**WORK TO COMPLETE:**
Pull every line of the entries that has the word "office".

**LISTED RECORDS:**
════

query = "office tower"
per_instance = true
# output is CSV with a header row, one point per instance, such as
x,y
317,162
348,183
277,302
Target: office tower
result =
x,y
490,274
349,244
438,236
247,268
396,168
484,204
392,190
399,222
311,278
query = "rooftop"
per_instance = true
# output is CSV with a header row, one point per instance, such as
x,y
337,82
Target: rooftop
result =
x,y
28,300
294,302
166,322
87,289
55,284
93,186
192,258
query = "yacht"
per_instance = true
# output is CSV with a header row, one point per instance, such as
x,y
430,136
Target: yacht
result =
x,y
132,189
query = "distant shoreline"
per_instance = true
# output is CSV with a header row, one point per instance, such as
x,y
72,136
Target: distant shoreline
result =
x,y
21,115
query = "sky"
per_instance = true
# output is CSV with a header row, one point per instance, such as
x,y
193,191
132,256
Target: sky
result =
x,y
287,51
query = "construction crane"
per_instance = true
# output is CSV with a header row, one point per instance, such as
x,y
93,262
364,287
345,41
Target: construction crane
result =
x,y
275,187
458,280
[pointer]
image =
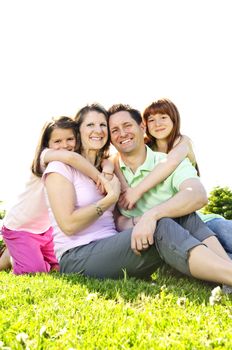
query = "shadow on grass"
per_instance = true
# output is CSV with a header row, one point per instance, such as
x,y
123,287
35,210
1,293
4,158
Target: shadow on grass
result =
x,y
130,289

════

**TASK OUTPUT:**
query = "office tower"
Target: office tower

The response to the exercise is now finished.